* _Written problem_: Please pick out and copy every line below that contains the word "coat". Letter case matters.

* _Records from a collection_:
════════════════
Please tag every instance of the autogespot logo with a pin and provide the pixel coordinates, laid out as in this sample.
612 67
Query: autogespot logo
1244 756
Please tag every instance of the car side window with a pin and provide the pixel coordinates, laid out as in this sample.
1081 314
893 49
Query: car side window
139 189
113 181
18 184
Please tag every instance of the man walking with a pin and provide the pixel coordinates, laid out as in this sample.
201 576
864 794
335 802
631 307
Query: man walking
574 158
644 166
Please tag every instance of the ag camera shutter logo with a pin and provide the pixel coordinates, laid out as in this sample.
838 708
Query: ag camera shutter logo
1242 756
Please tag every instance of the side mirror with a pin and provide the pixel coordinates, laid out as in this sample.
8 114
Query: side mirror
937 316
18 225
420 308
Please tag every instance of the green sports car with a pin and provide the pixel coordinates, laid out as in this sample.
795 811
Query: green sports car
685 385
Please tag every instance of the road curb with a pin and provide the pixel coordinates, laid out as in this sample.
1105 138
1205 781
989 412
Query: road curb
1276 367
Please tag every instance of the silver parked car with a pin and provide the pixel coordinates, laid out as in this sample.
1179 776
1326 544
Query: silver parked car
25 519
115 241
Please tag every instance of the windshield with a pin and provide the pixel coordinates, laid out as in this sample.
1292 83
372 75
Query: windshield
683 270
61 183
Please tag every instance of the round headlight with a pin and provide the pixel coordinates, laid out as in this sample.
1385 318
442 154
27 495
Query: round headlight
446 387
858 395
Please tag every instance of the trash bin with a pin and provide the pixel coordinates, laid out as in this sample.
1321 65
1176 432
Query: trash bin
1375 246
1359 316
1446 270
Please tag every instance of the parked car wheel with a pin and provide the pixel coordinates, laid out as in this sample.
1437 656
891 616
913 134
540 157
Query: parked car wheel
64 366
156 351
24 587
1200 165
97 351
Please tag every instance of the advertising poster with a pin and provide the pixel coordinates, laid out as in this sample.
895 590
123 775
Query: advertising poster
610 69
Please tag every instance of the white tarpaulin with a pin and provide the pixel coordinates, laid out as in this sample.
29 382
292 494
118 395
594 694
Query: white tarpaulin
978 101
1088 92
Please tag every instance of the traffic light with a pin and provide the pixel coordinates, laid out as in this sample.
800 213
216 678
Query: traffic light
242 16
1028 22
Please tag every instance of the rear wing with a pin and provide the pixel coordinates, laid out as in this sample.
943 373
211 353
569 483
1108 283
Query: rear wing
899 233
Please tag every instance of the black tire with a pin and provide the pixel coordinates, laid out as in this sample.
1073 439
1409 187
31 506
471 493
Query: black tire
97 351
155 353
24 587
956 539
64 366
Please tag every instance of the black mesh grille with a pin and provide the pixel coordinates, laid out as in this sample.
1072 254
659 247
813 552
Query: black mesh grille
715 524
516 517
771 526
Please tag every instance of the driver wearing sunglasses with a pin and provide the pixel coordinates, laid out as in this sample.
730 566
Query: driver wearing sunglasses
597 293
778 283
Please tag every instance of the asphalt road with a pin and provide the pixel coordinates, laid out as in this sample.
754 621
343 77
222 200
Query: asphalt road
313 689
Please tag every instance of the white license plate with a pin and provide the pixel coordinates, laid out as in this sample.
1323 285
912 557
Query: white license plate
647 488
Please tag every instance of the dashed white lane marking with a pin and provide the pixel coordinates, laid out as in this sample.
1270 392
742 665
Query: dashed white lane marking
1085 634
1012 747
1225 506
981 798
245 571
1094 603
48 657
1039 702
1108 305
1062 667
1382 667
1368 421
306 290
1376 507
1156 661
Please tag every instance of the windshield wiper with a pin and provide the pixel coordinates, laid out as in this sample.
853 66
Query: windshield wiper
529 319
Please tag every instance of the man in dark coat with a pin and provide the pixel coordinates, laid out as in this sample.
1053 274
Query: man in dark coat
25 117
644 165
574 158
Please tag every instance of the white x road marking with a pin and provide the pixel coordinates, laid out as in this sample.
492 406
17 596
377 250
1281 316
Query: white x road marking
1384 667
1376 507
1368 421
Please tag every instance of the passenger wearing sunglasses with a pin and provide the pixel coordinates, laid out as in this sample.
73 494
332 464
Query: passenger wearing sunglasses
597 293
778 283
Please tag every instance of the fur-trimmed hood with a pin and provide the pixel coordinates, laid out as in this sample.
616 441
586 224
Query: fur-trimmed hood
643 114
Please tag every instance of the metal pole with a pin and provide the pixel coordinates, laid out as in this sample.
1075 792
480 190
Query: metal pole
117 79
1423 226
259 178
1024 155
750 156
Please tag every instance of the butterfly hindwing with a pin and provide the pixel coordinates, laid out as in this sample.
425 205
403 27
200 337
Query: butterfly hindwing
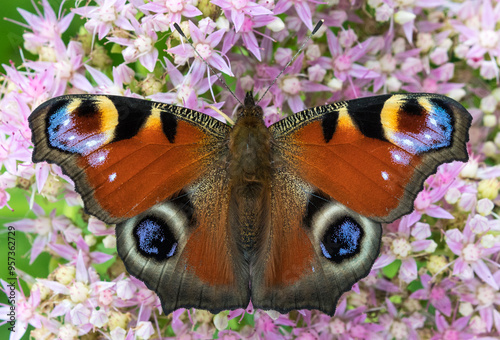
════════════════
* _Task solution_:
Please tag every instance of the man in dark coat with a pin and provide the pixel coordinates, laid out as in this sample.
Query: man in dark coat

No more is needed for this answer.